■ **PARTS OF THE EXERCISE**
1) Answer these questions from the interview excerpt about Eritrea in 1961:
(a) What replaced the national languages?
(b) What was the underground organization called, and what means did it advocate?
(c) Where was Bahdurai serving at the time?
2) Carry on the interview excerpt about Eritrea in 1961 from its final sentence.
** START EXCERPT PROVIDED **
It has been reported to us that
Bahdurai is still alive, probably in the Sudan now. This is a
must reading for whoever wants to feel how it felt to Eritrean patriots
in those hard times.
***
Interviewer:
Would you tell us about your feelings and the general public opinion
among Eritreans in the year 1961?
Bahdurai:
[Around] the year 1961, the Eritrean people were generally overwhelmed
by despair. Our national flag was already lowered down, national seals
and insignia scrapped out and national languages substituted by the
Ethiopian official language. The majority of the people had the feeling
that it was too late to assert Eritrean nationhood and stop Haile
Selassie’s Ethiopia and its imperialist-Zionist backers from totally
wiping out our country from the world map. In the process of trampling
over our national rights, Ethiopia resorted to mass arrests and torture
of nationalists who refused to bow down to its will. But it was mistaken
to assume that violence is one-sided. Despite the reign of terror and
intimidations which pervaded the Eritrean arena in 1960 and 1961, many
Eritreans resorted to unorganized confrontations against the occupation
forces. Many nationalists were first organized under the underground
Eritrean Liberation Movement (ELM) or Haraka which advocated legal and
non-violent means to achieve national independence. [This] soft treading
organization, however, gave little hope for victory and everyone talked
of armed struggle. I was one of such people although I still was serving
in the Sudanese Army away from the homeland.
** END EXCERPT PROVIDED **
** START INFORMATION SHOWN **
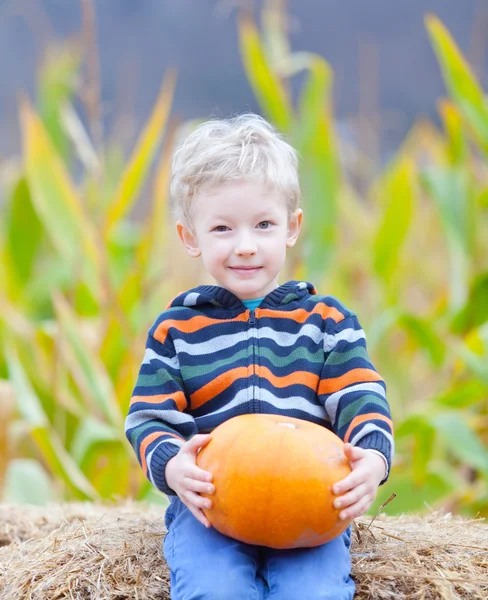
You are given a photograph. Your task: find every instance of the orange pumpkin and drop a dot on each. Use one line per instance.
(273, 478)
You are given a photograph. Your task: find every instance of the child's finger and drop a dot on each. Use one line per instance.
(351, 497)
(199, 515)
(197, 485)
(353, 452)
(356, 510)
(196, 442)
(348, 483)
(196, 473)
(196, 500)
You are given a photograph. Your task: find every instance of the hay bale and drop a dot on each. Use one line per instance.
(95, 552)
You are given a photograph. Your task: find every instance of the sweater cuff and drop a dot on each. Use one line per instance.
(381, 444)
(160, 458)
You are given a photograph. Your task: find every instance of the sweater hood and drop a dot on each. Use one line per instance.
(220, 297)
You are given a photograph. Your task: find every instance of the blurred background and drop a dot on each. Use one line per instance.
(385, 103)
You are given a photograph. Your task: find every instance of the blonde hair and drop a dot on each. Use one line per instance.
(245, 147)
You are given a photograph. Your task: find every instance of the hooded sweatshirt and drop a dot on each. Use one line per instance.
(209, 358)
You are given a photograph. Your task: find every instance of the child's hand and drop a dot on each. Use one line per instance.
(361, 485)
(187, 479)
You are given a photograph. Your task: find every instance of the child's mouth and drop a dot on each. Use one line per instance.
(245, 270)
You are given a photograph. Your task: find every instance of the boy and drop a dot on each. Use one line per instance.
(248, 344)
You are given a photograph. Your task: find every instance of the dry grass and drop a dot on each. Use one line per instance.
(92, 552)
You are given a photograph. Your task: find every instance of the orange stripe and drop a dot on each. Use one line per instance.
(301, 377)
(217, 385)
(362, 418)
(300, 315)
(145, 443)
(190, 325)
(334, 384)
(178, 397)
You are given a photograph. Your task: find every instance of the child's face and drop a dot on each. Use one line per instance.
(241, 231)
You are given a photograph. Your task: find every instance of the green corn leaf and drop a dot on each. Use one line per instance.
(135, 174)
(313, 103)
(462, 395)
(314, 139)
(461, 440)
(475, 311)
(56, 202)
(266, 86)
(86, 368)
(459, 79)
(24, 234)
(457, 146)
(394, 227)
(424, 336)
(30, 407)
(451, 190)
(57, 84)
(89, 433)
(26, 482)
(476, 364)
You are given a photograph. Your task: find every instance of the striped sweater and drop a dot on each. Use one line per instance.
(208, 358)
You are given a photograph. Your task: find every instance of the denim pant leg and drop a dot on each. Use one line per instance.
(204, 564)
(320, 573)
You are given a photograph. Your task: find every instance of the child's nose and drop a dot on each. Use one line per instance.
(245, 245)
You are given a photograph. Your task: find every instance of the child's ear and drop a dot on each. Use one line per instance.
(294, 226)
(188, 239)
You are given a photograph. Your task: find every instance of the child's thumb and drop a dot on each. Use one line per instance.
(198, 441)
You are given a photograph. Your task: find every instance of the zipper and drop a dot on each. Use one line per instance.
(253, 403)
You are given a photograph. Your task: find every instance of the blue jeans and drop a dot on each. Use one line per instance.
(206, 565)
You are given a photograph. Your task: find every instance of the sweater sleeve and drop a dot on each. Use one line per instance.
(156, 425)
(353, 393)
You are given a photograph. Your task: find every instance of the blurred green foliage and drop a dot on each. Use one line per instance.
(82, 279)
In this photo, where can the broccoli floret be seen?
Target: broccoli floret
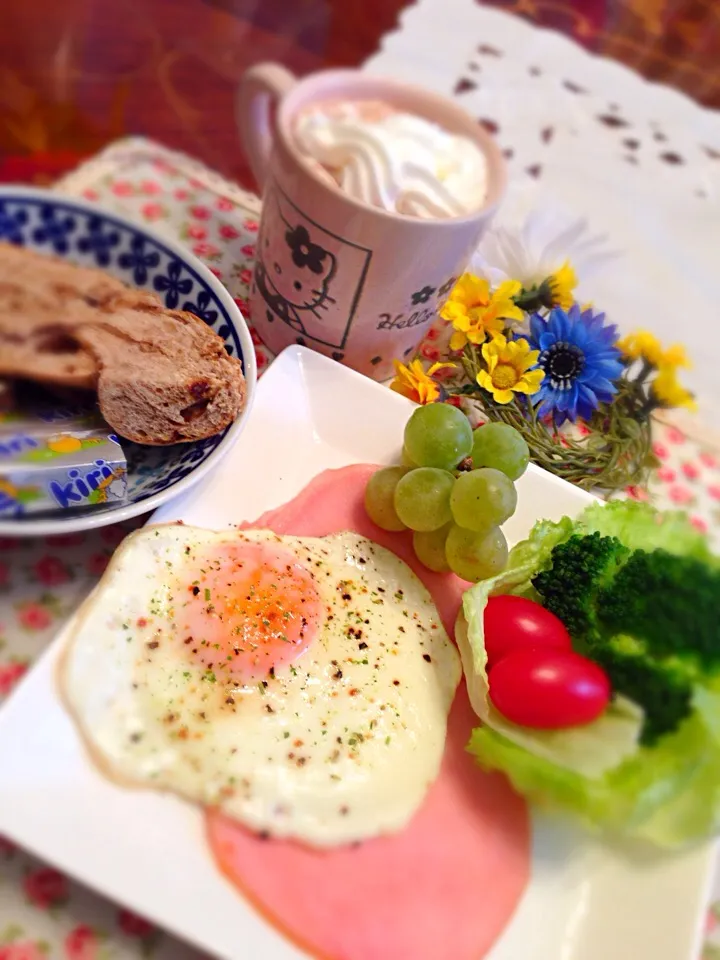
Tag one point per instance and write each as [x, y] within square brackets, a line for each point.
[670, 602]
[663, 692]
[648, 618]
[580, 567]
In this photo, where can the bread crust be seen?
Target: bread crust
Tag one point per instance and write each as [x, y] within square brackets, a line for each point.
[161, 376]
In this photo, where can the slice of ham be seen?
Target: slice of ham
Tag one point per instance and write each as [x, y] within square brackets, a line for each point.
[442, 889]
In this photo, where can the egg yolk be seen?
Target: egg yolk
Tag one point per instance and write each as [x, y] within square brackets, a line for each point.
[251, 608]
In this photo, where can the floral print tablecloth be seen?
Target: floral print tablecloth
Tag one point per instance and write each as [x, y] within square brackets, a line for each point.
[44, 915]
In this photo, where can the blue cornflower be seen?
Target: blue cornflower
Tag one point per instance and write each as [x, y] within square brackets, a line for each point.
[580, 361]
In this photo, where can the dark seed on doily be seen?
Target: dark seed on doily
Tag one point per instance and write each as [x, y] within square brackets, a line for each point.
[610, 120]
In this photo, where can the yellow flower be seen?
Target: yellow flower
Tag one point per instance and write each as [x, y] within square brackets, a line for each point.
[476, 313]
[562, 284]
[414, 383]
[670, 392]
[641, 345]
[508, 371]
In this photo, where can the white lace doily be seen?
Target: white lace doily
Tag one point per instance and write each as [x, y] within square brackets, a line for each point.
[641, 161]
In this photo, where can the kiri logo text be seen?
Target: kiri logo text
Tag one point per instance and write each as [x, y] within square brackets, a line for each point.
[80, 486]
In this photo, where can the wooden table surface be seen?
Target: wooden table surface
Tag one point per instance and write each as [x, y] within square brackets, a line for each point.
[77, 74]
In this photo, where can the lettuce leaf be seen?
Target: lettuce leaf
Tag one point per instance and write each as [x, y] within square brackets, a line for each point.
[600, 773]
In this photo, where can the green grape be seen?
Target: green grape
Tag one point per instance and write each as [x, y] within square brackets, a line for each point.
[422, 498]
[429, 547]
[500, 446]
[379, 497]
[476, 556]
[438, 435]
[482, 498]
[407, 460]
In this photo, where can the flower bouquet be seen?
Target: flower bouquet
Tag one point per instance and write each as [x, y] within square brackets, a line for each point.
[523, 351]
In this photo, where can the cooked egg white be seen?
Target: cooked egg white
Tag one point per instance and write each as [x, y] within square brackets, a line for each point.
[300, 684]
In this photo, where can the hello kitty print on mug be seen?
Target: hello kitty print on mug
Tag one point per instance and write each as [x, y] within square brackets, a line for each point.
[307, 278]
[351, 279]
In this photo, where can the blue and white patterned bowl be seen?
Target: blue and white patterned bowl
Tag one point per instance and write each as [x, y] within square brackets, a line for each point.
[84, 234]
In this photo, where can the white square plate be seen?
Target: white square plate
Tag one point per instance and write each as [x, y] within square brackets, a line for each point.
[585, 900]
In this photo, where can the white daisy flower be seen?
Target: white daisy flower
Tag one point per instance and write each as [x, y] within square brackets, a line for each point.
[545, 243]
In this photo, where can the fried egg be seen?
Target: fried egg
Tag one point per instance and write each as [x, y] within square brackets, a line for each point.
[301, 685]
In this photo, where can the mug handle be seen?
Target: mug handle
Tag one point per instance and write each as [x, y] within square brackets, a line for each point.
[260, 90]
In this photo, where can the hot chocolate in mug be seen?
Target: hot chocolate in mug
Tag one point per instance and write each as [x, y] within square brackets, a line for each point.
[353, 281]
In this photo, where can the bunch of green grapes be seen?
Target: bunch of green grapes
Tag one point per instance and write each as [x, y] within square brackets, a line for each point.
[454, 490]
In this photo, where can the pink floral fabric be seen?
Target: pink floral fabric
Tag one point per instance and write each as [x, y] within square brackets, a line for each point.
[43, 914]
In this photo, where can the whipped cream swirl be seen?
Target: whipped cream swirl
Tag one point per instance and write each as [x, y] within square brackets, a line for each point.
[397, 161]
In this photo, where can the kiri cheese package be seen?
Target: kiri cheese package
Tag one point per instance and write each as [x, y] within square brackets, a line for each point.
[54, 459]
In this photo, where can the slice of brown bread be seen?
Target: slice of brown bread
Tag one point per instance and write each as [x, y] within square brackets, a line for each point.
[164, 376]
[161, 376]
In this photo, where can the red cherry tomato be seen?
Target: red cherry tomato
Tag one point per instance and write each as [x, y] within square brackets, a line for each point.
** END INFORMATION SHOWN **
■ **RESULTS OF THE EXERCISE**
1)
(a) The Ethiopian official language replaced them.
(b) It was the Eritrean Liberation Movement (ELM), or Haraka, and it advocated legal and non-violent means to achieve national independence.
(c) Bahdurai was serving in the Sudanese Army, away from the homeland.

2)
By the end of 1960, one
Eritrean political activist came from Cairo to the Sudan and told us
that an organization called the Eritrean Liberation Front (ELF) was
formed and that its main objective was to win national independence for
Eritrea through armed struggle. We Eritreans in the Sudan accepted the
idea with enthusiasm. This time I retired from the Sudanese Army and
opened a small shop in Kassala as a cover for my political activities; I
also started a farm in Hagaz inside Eritrea. When the hour of call to
arms came after a year, I closed the shop, sent my wife and two sons to
their grandparents in Eritrea. My wife had no knowledge of my
intentions and she was confused and surprised by my behaviour.
(Emphasis added by Nharnet Team).
A group of us (former members of the Sudanese Army)
made the final decision to go the field at Martyr Tahir Salem’s house.
We received political briefing at Kurbal-Gash near Kassala before
departure. This was only about [a few months] after the Battle of Mount
Adal.
Question:
How did you locate the small ELA unit in the field and in what condition
did you find them?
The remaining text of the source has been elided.